====== Data records ======

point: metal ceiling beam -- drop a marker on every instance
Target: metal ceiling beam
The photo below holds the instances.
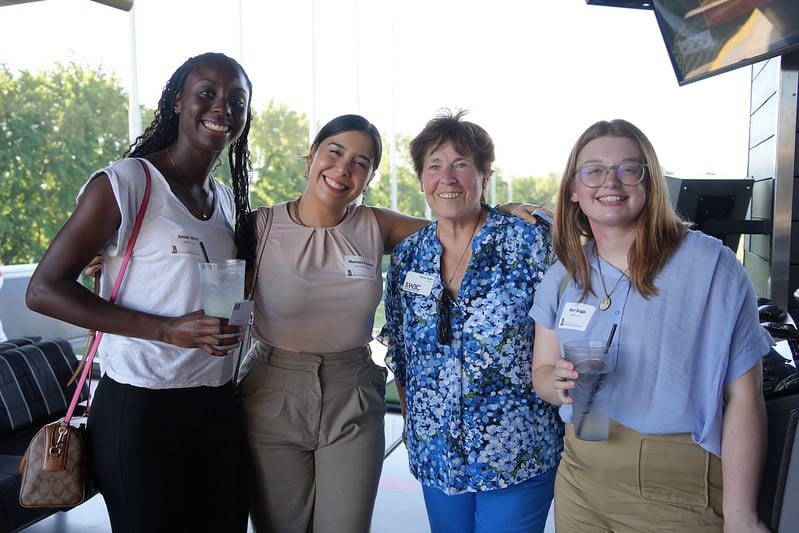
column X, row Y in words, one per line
column 124, row 5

======

* Task details: Give each line of the items above as a numbered list, skipping blank lines and leaving the pictures out.

* Written response:
1. point: metal ceiling beam -- drop a marker on every instance
2. Target: metal ceiling beam
3. The photo below holds the instances.
4. column X, row Y in words, one per line
5. column 124, row 5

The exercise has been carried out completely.